Determine how many lines of the data below contain "rough", then give only that number.

---

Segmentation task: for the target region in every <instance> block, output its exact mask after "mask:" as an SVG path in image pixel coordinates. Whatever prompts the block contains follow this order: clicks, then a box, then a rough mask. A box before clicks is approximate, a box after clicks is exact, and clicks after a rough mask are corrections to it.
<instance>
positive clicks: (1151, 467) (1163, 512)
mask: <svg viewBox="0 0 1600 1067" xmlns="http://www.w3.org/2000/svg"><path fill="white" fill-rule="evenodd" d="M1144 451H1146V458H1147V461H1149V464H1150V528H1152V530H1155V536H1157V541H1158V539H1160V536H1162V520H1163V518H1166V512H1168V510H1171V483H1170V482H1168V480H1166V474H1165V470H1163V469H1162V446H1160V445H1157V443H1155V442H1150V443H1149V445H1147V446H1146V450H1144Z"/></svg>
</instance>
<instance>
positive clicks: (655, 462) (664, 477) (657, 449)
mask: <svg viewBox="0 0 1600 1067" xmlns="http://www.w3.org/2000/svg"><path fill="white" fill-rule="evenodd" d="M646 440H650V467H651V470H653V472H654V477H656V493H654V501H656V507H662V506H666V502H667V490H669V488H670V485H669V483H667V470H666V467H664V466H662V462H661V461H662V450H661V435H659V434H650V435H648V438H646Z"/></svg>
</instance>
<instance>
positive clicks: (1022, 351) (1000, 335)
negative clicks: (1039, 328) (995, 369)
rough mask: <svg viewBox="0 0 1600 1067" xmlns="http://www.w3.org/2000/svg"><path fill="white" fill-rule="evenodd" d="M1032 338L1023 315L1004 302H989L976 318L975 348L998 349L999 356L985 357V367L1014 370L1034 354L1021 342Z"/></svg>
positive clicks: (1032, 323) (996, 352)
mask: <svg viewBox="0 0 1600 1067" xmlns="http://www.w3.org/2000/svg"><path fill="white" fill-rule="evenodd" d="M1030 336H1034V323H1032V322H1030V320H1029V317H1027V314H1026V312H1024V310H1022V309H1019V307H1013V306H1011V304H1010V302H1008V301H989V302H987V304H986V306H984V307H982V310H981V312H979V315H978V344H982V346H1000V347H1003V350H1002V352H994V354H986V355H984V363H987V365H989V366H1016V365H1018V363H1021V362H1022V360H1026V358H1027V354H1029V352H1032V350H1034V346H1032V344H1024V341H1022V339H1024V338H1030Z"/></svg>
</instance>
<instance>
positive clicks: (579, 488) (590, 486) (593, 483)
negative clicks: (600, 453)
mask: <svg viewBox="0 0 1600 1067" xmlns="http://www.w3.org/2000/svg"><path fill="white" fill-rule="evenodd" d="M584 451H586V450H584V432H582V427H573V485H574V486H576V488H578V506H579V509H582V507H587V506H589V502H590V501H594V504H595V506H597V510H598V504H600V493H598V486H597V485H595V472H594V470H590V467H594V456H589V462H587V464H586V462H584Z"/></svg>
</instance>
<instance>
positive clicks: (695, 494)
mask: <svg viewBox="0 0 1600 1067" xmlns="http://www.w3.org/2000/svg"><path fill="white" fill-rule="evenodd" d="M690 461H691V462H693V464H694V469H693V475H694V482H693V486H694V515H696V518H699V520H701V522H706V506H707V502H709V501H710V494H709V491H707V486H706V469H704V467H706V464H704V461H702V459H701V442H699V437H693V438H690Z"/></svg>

---

**Problem solution**
2